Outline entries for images
◇ ◇ ◇ ◇
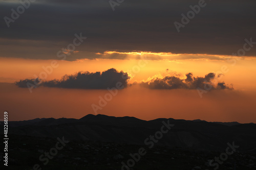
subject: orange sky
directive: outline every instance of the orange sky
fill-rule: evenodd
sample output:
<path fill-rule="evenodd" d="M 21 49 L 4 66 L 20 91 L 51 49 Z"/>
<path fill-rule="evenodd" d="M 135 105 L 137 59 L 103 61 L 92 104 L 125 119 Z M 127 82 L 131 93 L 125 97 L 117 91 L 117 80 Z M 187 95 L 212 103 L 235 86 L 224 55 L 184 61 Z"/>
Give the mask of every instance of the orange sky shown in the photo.
<path fill-rule="evenodd" d="M 146 120 L 172 117 L 256 123 L 255 58 L 236 60 L 237 62 L 232 65 L 234 63 L 226 60 L 178 60 L 173 56 L 170 60 L 160 58 L 139 63 L 141 60 L 135 59 L 138 54 L 133 55 L 129 54 L 125 60 L 58 60 L 58 66 L 48 75 L 47 80 L 59 79 L 65 74 L 74 74 L 79 71 L 102 71 L 110 68 L 132 75 L 130 83 L 174 72 L 182 77 L 189 72 L 194 76 L 204 76 L 210 72 L 220 74 L 225 70 L 225 76 L 220 81 L 233 84 L 233 90 L 212 90 L 204 94 L 201 99 L 196 90 L 152 90 L 133 86 L 119 90 L 118 94 L 97 113 L 132 116 Z M 51 65 L 52 61 L 6 58 L 0 58 L 0 82 L 8 83 L 34 78 L 34 74 L 38 76 L 44 71 L 42 66 Z M 138 65 L 139 70 L 135 71 L 134 68 L 138 68 Z M 225 69 L 223 66 L 226 66 Z M 27 88 L 17 87 L 14 84 L 0 83 L 0 87 L 1 109 L 11 113 L 10 120 L 51 117 L 79 118 L 89 113 L 95 114 L 92 104 L 97 104 L 99 96 L 108 92 L 105 90 L 40 87 L 30 93 Z"/>

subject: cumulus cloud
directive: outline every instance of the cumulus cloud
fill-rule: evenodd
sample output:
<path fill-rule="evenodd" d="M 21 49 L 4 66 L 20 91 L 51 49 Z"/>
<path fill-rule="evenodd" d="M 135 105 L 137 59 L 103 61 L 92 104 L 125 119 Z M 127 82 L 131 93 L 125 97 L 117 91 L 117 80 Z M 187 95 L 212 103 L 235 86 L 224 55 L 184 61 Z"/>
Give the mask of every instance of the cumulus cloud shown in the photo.
<path fill-rule="evenodd" d="M 204 77 L 195 77 L 191 72 L 186 74 L 185 78 L 178 76 L 166 76 L 164 77 L 155 77 L 140 83 L 142 86 L 150 89 L 196 89 L 207 88 L 211 89 L 232 89 L 232 84 L 226 85 L 224 82 L 218 82 L 221 75 L 216 76 L 215 73 L 210 72 Z"/>
<path fill-rule="evenodd" d="M 123 88 L 127 87 L 128 80 L 130 78 L 128 74 L 122 71 L 120 72 L 114 68 L 100 72 L 79 72 L 74 75 L 65 75 L 61 80 L 54 79 L 48 81 L 42 81 L 37 79 L 20 80 L 15 84 L 19 87 L 34 87 L 36 83 L 39 86 L 49 87 L 59 87 L 77 89 L 106 89 L 117 87 L 117 83 Z"/>

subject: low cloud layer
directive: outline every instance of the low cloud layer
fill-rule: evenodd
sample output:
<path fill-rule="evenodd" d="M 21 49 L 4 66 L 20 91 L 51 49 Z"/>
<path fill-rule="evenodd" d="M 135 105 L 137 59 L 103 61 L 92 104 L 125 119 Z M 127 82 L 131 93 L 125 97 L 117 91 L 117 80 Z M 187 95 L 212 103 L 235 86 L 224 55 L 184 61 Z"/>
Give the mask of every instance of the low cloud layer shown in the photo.
<path fill-rule="evenodd" d="M 139 84 L 142 86 L 153 89 L 232 89 L 232 85 L 218 82 L 223 75 L 216 76 L 213 72 L 206 75 L 204 77 L 193 76 L 192 73 L 186 74 L 185 78 L 178 76 L 166 76 L 163 78 L 154 77 Z"/>
<path fill-rule="evenodd" d="M 61 80 L 41 81 L 39 86 L 76 89 L 123 88 L 127 87 L 127 80 L 130 78 L 127 73 L 122 71 L 119 72 L 114 68 L 111 68 L 102 73 L 87 71 L 79 72 L 74 75 L 65 75 Z M 35 88 L 38 86 L 36 84 L 40 80 L 38 79 L 25 79 L 20 80 L 15 84 L 19 87 Z M 117 86 L 121 87 L 118 88 Z"/>

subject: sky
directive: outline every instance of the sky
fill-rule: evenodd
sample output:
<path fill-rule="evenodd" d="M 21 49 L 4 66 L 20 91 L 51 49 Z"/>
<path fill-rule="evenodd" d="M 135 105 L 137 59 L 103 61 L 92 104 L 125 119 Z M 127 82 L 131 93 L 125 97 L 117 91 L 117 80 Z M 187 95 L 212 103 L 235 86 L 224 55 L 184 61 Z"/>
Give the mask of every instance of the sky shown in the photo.
<path fill-rule="evenodd" d="M 253 1 L 33 1 L 0 0 L 10 120 L 256 123 Z"/>

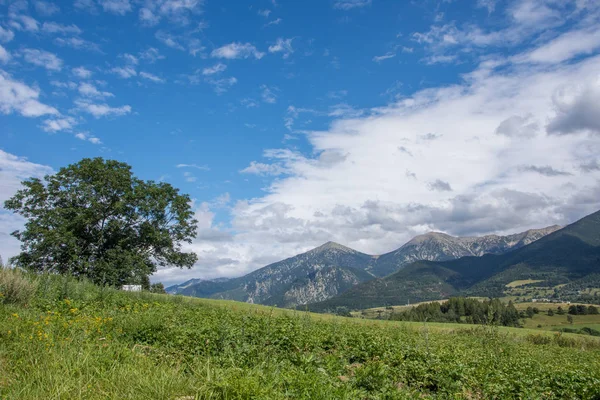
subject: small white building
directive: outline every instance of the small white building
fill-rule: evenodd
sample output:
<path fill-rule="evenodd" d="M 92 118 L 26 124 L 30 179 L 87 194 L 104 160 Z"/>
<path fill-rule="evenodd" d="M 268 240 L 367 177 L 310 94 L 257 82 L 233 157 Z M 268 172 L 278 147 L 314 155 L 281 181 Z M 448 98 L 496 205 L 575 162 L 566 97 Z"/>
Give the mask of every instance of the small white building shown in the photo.
<path fill-rule="evenodd" d="M 141 292 L 142 285 L 123 285 L 121 289 L 123 289 L 126 292 Z"/>

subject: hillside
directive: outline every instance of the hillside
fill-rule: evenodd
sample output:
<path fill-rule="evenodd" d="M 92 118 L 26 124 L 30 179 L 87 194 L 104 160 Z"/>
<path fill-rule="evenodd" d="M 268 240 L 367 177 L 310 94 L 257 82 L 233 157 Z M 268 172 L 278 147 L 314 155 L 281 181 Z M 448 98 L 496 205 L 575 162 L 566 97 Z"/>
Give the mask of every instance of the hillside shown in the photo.
<path fill-rule="evenodd" d="M 169 293 L 293 307 L 321 301 L 373 278 L 367 272 L 375 258 L 328 242 L 240 278 L 190 282 Z"/>
<path fill-rule="evenodd" d="M 438 300 L 458 293 L 500 297 L 508 283 L 519 279 L 559 285 L 596 280 L 598 273 L 600 211 L 508 253 L 445 262 L 418 261 L 309 308 L 372 308 Z"/>
<path fill-rule="evenodd" d="M 440 232 L 416 236 L 397 250 L 381 255 L 371 272 L 379 277 L 390 275 L 415 261 L 447 261 L 467 256 L 502 254 L 521 248 L 557 231 L 558 225 L 508 235 L 455 237 Z"/>
<path fill-rule="evenodd" d="M 167 288 L 171 294 L 294 307 L 327 300 L 355 285 L 383 277 L 415 260 L 450 260 L 520 248 L 559 229 L 551 226 L 509 236 L 417 236 L 382 256 L 360 253 L 334 242 L 270 264 L 235 279 L 192 279 Z"/>
<path fill-rule="evenodd" d="M 0 273 L 1 291 L 7 276 Z M 34 292 L 0 300 L 2 399 L 600 396 L 600 343 L 580 335 L 367 321 L 27 279 Z"/>

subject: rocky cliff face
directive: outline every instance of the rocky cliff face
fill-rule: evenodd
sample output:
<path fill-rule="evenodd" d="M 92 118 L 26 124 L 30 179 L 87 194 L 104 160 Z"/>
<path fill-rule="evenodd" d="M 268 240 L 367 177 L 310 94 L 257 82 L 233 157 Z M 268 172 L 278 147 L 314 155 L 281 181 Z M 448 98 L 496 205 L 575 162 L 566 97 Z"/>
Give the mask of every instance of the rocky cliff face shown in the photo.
◇ ◇ ◇ ◇
* Goal: Repeat each entry exactly. Pictures do not belong in the copy.

* Written reply:
subject: orange sky
directive: outline every instance of the orange sky
fill-rule: evenodd
sample output:
<path fill-rule="evenodd" d="M 21 49 L 4 66 L 20 91 L 51 49 Z"/>
<path fill-rule="evenodd" d="M 135 105 L 137 59 L 103 61 L 92 104 L 125 119 Z M 127 82 L 131 93 L 125 97 L 117 91 L 117 80 Z M 187 95 L 212 103 L 235 86 L 224 55 L 184 61 Z"/>
Give the mask of every instance of the orange sky shown in the photo.
<path fill-rule="evenodd" d="M 146 120 L 172 117 L 256 123 L 255 58 L 236 60 L 237 62 L 232 65 L 234 63 L 226 60 L 178 60 L 173 56 L 170 60 L 160 58 L 139 63 L 141 60 L 135 59 L 138 54 L 133 55 L 129 54 L 125 60 L 58 60 L 58 66 L 48 75 L 47 80 L 59 79 L 65 74 L 74 74 L 79 71 L 102 71 L 110 68 L 132 75 L 130 83 L 174 72 L 182 77 L 189 72 L 194 76 L 204 76 L 210 72 L 220 74 L 225 70 L 225 76 L 220 81 L 233 84 L 233 90 L 212 90 L 204 94 L 201 99 L 196 90 L 152 90 L 133 86 L 119 90 L 118 94 L 97 113 L 132 116 Z M 51 65 L 52 61 L 6 58 L 0 58 L 0 82 L 8 83 L 34 78 L 34 74 L 38 76 L 44 71 L 42 66 Z M 138 65 L 139 70 L 135 71 L 134 68 L 138 68 Z M 225 69 L 223 66 L 226 66 Z M 27 88 L 17 87 L 14 84 L 0 83 L 0 87 L 1 109 L 11 113 L 10 120 L 51 117 L 79 118 L 89 113 L 95 114 L 92 104 L 97 104 L 99 96 L 108 92 L 105 90 L 40 87 L 30 93 Z"/>

subject: cumulus cloud
directive: outline every instance of the cumulus cloud
fill-rule: evenodd
sample output:
<path fill-rule="evenodd" d="M 21 49 L 4 66 L 20 91 L 51 49 Z"/>
<path fill-rule="evenodd" d="M 135 105 L 137 59 L 103 61 L 92 104 L 125 119 Z M 127 82 L 131 93 L 125 97 L 117 91 L 117 80 Z M 187 95 L 212 103 L 235 86 L 224 55 L 184 61 Z"/>
Give the mask of every instance of the cumulus cloud shown in the photo.
<path fill-rule="evenodd" d="M 204 77 L 195 77 L 191 72 L 186 74 L 185 78 L 178 76 L 166 76 L 164 77 L 155 77 L 140 83 L 142 86 L 150 89 L 196 89 L 207 88 L 211 89 L 232 89 L 232 84 L 226 85 L 224 82 L 218 82 L 221 75 L 216 76 L 215 73 L 210 72 Z"/>
<path fill-rule="evenodd" d="M 123 88 L 127 87 L 128 80 L 130 78 L 128 74 L 122 71 L 120 72 L 114 68 L 100 72 L 79 72 L 74 75 L 65 75 L 61 80 L 54 79 L 48 81 L 42 81 L 37 79 L 20 80 L 15 84 L 19 87 L 34 87 L 36 83 L 39 86 L 49 87 L 59 87 L 77 89 L 106 89 L 117 87 L 117 83 Z"/>

subject: low cloud layer
directive: outline every instance of the low cloud layer
fill-rule: evenodd
sample output:
<path fill-rule="evenodd" d="M 21 49 L 4 66 L 20 91 L 51 49 Z"/>
<path fill-rule="evenodd" d="M 135 105 L 137 59 L 103 61 L 92 104 L 125 119 Z M 127 82 L 131 93 L 125 97 L 117 91 L 117 80 Z M 187 95 L 212 103 L 235 86 L 224 55 L 184 61 Z"/>
Give the mask of every instance of the low cloud layer shown in the photo.
<path fill-rule="evenodd" d="M 139 84 L 142 86 L 153 89 L 232 89 L 232 85 L 218 82 L 223 75 L 216 76 L 213 72 L 206 75 L 204 77 L 193 76 L 192 73 L 186 74 L 185 78 L 178 76 L 166 76 L 163 78 L 154 77 Z"/>
<path fill-rule="evenodd" d="M 61 80 L 41 81 L 39 86 L 76 89 L 123 88 L 127 87 L 127 80 L 130 78 L 127 73 L 122 71 L 119 72 L 114 68 L 111 68 L 102 73 L 87 71 L 79 72 L 74 75 L 65 75 Z M 35 88 L 38 86 L 36 84 L 40 80 L 38 79 L 25 79 L 20 80 L 15 84 L 19 87 Z M 117 86 L 121 87 L 118 88 Z"/>

subject: sky
directive: outline every instance of the sky
fill-rule: evenodd
sample output:
<path fill-rule="evenodd" d="M 21 49 L 4 66 L 20 91 L 51 49 Z"/>
<path fill-rule="evenodd" d="M 135 105 L 137 59 L 103 61 L 92 104 L 125 119 Z M 127 82 L 131 93 L 125 97 L 117 91 L 117 80 Z M 187 95 L 212 103 L 235 86 L 224 55 L 184 61 Z"/>
Give the mask of every instance of the sky shown in the photo.
<path fill-rule="evenodd" d="M 253 1 L 33 1 L 0 0 L 10 120 L 256 123 Z"/>

subject: small white building
directive: outline every instance of the small white building
fill-rule: evenodd
sample output:
<path fill-rule="evenodd" d="M 92 118 L 26 124 L 30 179 L 87 194 L 104 160 Z"/>
<path fill-rule="evenodd" d="M 268 240 L 367 177 L 310 94 L 257 82 L 233 157 Z M 268 172 L 278 147 L 314 155 L 281 181 Z M 448 98 L 496 205 L 575 162 L 566 97 Z"/>
Give the mask of every instance of the small white building shown in the photo.
<path fill-rule="evenodd" d="M 141 292 L 142 285 L 123 285 L 121 289 L 123 289 L 126 292 Z"/>

subject: hillside
directive: outline every instance of the hillside
fill-rule: evenodd
sample output:
<path fill-rule="evenodd" d="M 92 118 L 26 124 L 30 179 L 87 194 L 104 160 Z"/>
<path fill-rule="evenodd" d="M 268 240 L 367 177 L 310 94 L 257 82 L 233 157 Z M 268 172 L 278 147 L 314 155 L 281 181 Z M 448 98 L 496 205 L 575 162 L 566 97 Z"/>
Give the mask of every instance of the hillside shown in the photo.
<path fill-rule="evenodd" d="M 169 293 L 293 307 L 321 301 L 373 278 L 367 272 L 375 258 L 328 242 L 240 278 L 190 282 Z"/>
<path fill-rule="evenodd" d="M 438 300 L 458 293 L 500 297 L 508 283 L 519 279 L 559 285 L 596 280 L 598 273 L 600 211 L 508 253 L 445 262 L 418 261 L 309 308 L 372 308 Z"/>
<path fill-rule="evenodd" d="M 440 232 L 416 236 L 397 250 L 381 255 L 371 272 L 379 277 L 390 275 L 415 261 L 447 261 L 467 256 L 502 254 L 521 248 L 557 231 L 558 225 L 508 235 L 455 237 Z"/>
<path fill-rule="evenodd" d="M 167 288 L 171 294 L 294 307 L 327 300 L 355 285 L 383 277 L 415 260 L 450 260 L 520 248 L 559 229 L 551 226 L 509 236 L 417 236 L 382 256 L 360 253 L 334 242 L 270 264 L 235 279 L 192 279 Z"/>
<path fill-rule="evenodd" d="M 0 273 L 1 291 L 7 276 Z M 34 292 L 0 300 L 2 399 L 600 396 L 600 343 L 580 335 L 367 321 L 27 279 Z"/>

subject: rocky cliff face
directive: outline every instance of the rocky cliff face
fill-rule: evenodd
sample output:
<path fill-rule="evenodd" d="M 92 118 L 26 124 L 30 179 L 87 194 L 104 160 Z"/>
<path fill-rule="evenodd" d="M 268 240 L 367 177 L 310 94 L 257 82 L 233 157 Z M 268 172 L 278 147 L 314 155 L 281 181 Z M 448 98 L 496 205 L 575 162 L 566 97 Z"/>
Give the mask of every instance of the rocky cliff face shown in the photo.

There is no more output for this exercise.